» Tarefas a cumprir:
1. Reproduza fielmente uma parte do texto sobre Salvador, começando pelas palavras "Se for tomado" e parando logo após "e exclu­sividade social.".
2. Responda com base no texto sobre Salvador:
(a) Que penas, segundo o texto, têm ampla aplicação?
(b) Em que época se procura retirar ambulantes e acabar com a economia informal?
(c) No carnaval, a quem é entregue o espaço urbano?

» Página:

════════════════════

Nenhuma democracia em relação ao povo em Salvador, mas o oposto, rígida hierarquização de seus espaços. Ampla aplicação das penas de exílio e ex­clusão. Ordenar a cidade! Desfavelizar festas de largo! Padronizar barracas! Fazer do Carnaval um grande negócio! Eis a nova onda, a ideologia administrativa deste tempo de barganha política para a manutenção absoluta do poder. Retirar ambulantes, acabar com a economia informal, impedir que os mais pobres tomem iniciativas e ocupem espaços estratégicos na cidade para o exercício de suas atividades, e tudo isso numa época de desemprego agudo, de dificuldades de sobrevivência.

Se for tomado o exemplo do carnaval vai-se poder visualizar com muita nitidez essa prática de exploração da cidade pelos agentes econômicos dominantes. A mais dura fiscalização em relação aos ambulantes e seus negócios de ocasião. A mais despudorada entrega do espaço urbano aos agentes econômicos da indústria cultural. A mais ostensiva reserva de espaço para as classes mais favorecidas usufruírem a festa com conforto, segurança e exclu­sividade social.

════════════════════

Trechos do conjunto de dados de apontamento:
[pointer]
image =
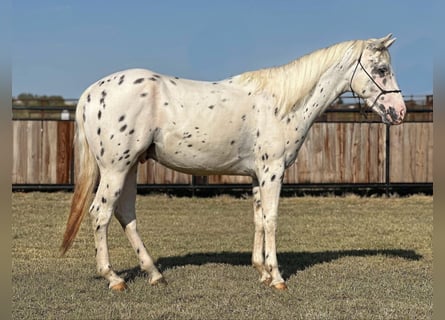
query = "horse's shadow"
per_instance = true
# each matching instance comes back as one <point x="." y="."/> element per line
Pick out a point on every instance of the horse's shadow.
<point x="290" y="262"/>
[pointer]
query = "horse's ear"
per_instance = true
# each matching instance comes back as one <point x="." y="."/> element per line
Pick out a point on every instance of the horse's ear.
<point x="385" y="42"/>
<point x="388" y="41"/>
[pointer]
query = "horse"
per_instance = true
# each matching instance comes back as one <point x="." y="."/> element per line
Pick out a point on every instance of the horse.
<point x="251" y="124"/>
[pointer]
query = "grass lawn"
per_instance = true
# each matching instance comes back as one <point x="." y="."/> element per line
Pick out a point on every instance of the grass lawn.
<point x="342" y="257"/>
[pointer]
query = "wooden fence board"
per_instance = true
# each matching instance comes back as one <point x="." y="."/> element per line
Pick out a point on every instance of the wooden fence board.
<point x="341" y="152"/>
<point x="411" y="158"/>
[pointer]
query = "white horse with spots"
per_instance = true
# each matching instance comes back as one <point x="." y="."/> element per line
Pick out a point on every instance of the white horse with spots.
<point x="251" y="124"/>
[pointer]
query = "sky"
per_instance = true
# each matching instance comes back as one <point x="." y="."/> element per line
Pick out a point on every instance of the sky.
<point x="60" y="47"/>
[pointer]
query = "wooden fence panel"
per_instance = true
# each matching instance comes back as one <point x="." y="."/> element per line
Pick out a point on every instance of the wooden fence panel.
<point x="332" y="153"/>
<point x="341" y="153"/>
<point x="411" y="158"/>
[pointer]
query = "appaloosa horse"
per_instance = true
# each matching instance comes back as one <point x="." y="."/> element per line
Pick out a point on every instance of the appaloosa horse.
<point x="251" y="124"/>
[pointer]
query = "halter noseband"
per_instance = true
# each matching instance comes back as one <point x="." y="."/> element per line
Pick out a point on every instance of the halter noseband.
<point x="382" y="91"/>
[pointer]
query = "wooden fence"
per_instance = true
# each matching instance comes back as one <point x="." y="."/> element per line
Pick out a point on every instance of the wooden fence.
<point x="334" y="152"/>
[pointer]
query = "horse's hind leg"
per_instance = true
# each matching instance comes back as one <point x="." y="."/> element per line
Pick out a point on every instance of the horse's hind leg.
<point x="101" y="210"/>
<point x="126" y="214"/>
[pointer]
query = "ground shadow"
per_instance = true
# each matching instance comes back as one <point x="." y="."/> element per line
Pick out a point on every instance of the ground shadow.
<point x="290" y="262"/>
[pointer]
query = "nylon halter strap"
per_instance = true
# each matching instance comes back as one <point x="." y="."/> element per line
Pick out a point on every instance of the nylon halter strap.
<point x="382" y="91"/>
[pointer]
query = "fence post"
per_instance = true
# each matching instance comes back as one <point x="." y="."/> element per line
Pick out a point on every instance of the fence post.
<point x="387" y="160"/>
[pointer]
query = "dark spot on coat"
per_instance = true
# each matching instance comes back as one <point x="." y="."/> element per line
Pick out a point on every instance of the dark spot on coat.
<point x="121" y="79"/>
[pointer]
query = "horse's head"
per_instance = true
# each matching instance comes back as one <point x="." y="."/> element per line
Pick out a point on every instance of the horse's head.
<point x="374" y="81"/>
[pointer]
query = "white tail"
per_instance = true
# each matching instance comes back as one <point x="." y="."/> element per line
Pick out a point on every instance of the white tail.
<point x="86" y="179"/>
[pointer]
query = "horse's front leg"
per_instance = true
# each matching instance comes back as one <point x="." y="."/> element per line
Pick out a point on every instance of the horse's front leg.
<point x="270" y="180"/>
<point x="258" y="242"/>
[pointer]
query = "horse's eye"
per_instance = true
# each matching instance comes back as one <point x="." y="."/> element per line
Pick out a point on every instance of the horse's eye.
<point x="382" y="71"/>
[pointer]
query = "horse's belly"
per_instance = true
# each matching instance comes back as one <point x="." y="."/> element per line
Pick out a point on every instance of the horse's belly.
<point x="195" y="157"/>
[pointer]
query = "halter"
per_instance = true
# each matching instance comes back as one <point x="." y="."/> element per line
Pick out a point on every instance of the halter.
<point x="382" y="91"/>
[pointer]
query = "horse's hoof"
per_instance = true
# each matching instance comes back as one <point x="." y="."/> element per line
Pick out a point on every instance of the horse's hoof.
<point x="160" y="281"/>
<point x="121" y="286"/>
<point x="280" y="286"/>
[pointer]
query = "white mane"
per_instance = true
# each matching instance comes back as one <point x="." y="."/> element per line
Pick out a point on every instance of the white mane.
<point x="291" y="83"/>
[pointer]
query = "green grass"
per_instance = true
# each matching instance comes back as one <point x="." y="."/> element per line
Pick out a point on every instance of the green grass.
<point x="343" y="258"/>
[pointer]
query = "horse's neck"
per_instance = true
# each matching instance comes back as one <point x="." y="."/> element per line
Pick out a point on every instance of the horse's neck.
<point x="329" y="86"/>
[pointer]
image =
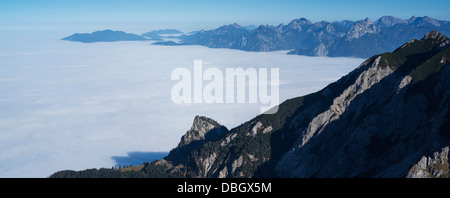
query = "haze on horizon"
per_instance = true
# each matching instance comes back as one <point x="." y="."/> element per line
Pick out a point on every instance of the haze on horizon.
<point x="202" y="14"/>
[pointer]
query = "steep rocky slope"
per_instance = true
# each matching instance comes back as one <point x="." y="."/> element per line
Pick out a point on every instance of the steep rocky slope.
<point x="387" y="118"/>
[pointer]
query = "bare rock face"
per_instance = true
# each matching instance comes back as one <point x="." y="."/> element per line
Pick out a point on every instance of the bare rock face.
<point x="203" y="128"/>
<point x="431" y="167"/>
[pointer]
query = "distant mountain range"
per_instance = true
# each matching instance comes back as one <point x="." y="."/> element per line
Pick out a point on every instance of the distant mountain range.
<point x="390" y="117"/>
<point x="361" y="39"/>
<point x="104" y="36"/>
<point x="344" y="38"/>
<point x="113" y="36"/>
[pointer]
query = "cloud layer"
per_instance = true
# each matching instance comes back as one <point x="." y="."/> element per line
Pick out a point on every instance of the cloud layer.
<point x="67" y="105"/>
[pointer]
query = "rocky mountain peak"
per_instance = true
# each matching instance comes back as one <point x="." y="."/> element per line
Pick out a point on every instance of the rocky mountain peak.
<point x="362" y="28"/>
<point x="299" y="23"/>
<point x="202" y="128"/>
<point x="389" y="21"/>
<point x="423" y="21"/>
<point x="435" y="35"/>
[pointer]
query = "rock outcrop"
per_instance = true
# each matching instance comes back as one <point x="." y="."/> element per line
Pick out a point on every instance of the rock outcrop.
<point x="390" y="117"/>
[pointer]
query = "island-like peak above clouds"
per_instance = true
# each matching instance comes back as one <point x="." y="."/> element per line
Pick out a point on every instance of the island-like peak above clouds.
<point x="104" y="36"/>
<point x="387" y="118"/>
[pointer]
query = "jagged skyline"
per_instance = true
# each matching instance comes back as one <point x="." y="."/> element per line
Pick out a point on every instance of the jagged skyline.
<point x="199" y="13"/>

════════════════════

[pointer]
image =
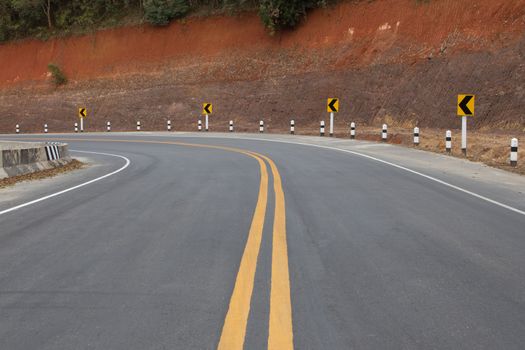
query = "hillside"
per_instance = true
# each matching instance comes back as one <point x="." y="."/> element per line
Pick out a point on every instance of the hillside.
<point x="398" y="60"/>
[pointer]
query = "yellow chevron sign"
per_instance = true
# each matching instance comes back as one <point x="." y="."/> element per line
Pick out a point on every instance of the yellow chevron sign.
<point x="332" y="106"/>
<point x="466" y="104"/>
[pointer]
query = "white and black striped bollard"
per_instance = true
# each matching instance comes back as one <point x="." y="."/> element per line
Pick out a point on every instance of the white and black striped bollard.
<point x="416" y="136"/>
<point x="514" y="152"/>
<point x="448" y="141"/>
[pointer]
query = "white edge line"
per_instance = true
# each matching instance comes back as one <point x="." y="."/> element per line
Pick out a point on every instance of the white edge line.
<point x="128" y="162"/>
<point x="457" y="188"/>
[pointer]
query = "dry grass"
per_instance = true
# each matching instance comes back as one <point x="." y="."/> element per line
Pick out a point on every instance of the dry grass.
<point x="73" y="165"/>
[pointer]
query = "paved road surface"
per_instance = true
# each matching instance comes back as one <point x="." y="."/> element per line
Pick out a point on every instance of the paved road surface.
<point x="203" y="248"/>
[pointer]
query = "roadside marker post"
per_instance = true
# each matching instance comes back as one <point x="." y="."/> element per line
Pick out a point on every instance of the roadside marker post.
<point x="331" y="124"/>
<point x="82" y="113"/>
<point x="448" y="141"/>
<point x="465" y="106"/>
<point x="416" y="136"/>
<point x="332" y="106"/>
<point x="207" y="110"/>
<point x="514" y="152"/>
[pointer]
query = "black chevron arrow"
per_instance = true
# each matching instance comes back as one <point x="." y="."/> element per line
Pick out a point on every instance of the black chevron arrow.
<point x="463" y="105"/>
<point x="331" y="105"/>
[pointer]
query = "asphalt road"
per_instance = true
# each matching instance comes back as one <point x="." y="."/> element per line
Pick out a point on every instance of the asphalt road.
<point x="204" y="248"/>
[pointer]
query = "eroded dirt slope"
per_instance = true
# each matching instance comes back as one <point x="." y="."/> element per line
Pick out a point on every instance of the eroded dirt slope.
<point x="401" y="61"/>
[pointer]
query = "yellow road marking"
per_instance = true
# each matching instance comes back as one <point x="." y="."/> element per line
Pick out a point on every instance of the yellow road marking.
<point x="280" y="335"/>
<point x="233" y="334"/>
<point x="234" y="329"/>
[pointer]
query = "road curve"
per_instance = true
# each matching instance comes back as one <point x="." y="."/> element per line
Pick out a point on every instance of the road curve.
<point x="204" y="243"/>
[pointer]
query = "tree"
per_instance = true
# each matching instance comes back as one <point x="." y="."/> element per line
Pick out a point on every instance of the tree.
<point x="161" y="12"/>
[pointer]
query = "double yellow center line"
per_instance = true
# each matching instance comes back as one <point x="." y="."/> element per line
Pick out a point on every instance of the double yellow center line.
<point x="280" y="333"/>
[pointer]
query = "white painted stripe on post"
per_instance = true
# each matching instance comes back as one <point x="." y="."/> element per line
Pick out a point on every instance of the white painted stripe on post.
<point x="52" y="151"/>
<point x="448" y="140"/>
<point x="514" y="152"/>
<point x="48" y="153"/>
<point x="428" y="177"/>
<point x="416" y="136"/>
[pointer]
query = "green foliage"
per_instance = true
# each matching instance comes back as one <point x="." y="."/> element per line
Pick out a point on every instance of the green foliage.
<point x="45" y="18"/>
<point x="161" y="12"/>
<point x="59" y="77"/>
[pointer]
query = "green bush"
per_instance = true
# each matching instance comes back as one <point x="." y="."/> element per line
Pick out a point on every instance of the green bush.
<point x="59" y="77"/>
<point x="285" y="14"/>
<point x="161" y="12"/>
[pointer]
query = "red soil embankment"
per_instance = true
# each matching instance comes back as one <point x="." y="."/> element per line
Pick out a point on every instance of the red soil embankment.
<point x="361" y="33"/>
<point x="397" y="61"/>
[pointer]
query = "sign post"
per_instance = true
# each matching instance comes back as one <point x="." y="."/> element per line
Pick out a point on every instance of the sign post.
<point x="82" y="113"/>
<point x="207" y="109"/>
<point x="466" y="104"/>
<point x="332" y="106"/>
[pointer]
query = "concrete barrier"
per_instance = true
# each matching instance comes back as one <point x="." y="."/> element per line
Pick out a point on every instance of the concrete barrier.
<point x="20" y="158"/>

════════════════════

» Respostas por tarefa:
1.
Se for tomado o exemplo do carnaval vai-se poder visualizar com muita nitidez essa prática de exploração da cidade pelos agentes econômicos dominantes. A mais dura fiscalização em relação aos ambulantes e seus negócios de ocasião. A mais despudorada entrega do espaço urbano aos agentes econômicos da indústria cultural. A mais ostensiva reserva de espaço para as classes mais favorecidas usufruírem a festa com conforto, segurança e exclu­sividade social.

2.
(a) As penas de exílio e exclusão.
(b) Numa época de desemprego agudo, de dificuldades de sobrevivência.
(c) Aos agentes econômicos da indústria cultural.